WHAT TO PRODUCE:
Replace "single point" with "one point" in the listing, starting at the line that has "Question. Mark every instance of the dry" and stopping after the line that has "x=136 y=303". Return only those lines, with everything else left unchanged.

RECORD SET:
** begin **
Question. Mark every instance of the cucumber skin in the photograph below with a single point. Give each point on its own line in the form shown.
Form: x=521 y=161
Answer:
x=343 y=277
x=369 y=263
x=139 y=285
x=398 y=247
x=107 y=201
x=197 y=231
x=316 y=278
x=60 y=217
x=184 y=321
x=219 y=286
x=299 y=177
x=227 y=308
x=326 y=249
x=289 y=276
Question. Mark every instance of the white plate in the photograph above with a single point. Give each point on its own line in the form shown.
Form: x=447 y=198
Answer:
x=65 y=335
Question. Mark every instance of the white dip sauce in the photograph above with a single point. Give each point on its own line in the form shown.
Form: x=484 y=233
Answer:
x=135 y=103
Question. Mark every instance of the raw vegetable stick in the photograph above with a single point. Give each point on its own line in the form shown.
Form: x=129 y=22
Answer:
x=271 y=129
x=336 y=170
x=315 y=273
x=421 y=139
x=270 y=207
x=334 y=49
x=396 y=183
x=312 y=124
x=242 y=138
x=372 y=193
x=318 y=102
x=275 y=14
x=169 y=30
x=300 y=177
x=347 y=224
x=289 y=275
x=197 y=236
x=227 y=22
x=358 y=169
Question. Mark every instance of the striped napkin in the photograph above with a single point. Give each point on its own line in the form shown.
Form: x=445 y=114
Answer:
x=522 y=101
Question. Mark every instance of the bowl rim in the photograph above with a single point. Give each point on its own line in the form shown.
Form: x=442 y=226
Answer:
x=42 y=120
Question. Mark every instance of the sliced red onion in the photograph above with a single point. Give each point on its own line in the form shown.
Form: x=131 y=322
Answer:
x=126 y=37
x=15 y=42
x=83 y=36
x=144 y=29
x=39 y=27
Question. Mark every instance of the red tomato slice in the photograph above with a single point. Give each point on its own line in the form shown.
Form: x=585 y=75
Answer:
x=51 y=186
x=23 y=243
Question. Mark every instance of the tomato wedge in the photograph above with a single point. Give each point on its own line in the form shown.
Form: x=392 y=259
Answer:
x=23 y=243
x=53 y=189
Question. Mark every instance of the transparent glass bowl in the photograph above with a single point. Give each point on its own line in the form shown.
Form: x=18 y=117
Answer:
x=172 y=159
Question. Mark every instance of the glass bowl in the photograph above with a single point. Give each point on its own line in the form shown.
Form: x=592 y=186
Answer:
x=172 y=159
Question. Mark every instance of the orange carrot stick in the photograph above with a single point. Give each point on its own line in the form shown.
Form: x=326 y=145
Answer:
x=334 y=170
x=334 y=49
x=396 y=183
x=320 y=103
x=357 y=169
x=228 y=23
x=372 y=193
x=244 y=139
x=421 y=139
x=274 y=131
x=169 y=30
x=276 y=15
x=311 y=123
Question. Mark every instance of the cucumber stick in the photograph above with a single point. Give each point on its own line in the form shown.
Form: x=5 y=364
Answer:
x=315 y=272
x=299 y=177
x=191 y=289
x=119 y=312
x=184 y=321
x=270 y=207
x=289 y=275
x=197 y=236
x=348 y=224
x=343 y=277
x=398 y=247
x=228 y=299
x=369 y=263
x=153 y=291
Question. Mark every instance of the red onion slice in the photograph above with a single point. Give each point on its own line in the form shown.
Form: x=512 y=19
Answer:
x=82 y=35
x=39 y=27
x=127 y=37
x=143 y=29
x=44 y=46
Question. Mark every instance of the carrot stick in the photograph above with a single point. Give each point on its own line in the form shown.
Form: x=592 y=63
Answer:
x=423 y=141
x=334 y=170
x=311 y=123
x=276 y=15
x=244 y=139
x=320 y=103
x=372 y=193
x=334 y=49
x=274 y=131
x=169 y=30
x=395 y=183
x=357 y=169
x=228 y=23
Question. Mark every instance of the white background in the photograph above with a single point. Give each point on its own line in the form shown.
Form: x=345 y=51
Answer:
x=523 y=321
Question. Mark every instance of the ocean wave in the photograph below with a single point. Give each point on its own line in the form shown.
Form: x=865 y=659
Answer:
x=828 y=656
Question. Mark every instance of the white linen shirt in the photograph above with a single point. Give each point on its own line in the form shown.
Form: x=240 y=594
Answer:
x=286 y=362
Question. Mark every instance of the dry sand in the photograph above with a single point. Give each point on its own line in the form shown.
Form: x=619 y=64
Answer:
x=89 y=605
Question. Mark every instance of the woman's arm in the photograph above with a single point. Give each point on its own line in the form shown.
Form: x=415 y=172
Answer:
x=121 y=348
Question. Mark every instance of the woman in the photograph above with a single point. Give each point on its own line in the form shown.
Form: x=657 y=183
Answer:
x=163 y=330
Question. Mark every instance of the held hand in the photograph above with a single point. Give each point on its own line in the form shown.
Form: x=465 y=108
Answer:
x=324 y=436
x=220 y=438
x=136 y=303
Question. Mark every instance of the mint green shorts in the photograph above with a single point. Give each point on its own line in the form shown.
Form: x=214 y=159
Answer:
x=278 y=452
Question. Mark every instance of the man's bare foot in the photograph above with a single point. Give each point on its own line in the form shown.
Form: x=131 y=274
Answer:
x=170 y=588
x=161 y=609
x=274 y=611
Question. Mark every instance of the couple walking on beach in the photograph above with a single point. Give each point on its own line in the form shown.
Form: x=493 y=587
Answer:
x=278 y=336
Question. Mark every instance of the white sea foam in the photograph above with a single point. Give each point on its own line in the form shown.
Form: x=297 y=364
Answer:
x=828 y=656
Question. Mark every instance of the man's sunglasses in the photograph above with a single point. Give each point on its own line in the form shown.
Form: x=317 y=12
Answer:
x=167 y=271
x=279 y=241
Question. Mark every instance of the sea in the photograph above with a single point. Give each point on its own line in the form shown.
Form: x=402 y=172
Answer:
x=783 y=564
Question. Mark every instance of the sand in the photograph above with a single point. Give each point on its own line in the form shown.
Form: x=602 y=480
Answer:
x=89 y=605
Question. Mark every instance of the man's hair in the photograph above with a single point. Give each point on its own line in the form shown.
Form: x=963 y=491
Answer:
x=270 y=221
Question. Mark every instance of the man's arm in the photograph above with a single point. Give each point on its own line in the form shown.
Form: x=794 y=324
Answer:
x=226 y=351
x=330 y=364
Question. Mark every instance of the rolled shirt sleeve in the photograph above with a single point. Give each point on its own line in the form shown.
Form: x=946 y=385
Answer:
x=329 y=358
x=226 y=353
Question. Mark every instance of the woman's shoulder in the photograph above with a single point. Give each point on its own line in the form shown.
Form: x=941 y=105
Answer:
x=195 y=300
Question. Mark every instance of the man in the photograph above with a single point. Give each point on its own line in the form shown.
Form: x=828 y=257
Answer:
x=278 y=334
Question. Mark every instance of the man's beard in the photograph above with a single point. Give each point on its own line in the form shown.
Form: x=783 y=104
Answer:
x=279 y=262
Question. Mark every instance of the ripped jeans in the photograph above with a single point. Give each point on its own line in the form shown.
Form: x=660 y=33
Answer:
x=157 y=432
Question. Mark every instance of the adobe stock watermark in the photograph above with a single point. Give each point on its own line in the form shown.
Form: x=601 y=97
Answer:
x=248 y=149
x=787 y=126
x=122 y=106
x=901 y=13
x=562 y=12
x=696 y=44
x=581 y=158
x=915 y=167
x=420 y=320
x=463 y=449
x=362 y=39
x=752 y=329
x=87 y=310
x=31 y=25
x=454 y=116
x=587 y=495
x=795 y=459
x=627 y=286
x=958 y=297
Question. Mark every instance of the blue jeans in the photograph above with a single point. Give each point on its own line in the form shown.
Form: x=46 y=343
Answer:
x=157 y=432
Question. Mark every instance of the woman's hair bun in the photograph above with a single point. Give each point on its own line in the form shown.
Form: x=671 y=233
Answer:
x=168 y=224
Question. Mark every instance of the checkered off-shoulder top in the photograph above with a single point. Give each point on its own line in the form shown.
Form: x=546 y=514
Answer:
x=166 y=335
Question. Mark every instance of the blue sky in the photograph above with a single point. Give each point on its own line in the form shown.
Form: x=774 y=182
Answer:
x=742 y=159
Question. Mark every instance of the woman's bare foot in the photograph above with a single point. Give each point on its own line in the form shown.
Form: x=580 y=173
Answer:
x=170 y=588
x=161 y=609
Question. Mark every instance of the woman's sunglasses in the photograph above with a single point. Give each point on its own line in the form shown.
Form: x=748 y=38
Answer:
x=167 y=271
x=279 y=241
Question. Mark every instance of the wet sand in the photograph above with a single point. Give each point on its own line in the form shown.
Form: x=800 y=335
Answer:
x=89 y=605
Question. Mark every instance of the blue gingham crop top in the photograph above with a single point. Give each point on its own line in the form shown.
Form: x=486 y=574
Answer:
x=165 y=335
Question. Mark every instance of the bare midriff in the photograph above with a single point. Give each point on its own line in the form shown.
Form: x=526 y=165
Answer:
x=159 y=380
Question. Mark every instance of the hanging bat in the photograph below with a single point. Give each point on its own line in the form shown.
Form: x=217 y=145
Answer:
** end **
RESULT:
Question. Mark every instance of the dry sand in the photograph above with a one point. Give each point on its own line in the form shown.
Form: x=619 y=64
Answer:
x=89 y=605
Question. Mark every instance of the woman's arm in the photograph above with a one point. Give each point on its own line in the form shown.
Form: x=415 y=172
Answer:
x=121 y=348
Question. Mark every instance of the woman in the photograph above with a one point. Give each point on its own line in the form shown.
Form: x=657 y=183
Answer:
x=163 y=330
Question. Mark every instance of the held hand in the photograph above with a one point. Give each point on its own line in the form shown.
Form: x=465 y=108
Answer:
x=324 y=436
x=220 y=438
x=136 y=303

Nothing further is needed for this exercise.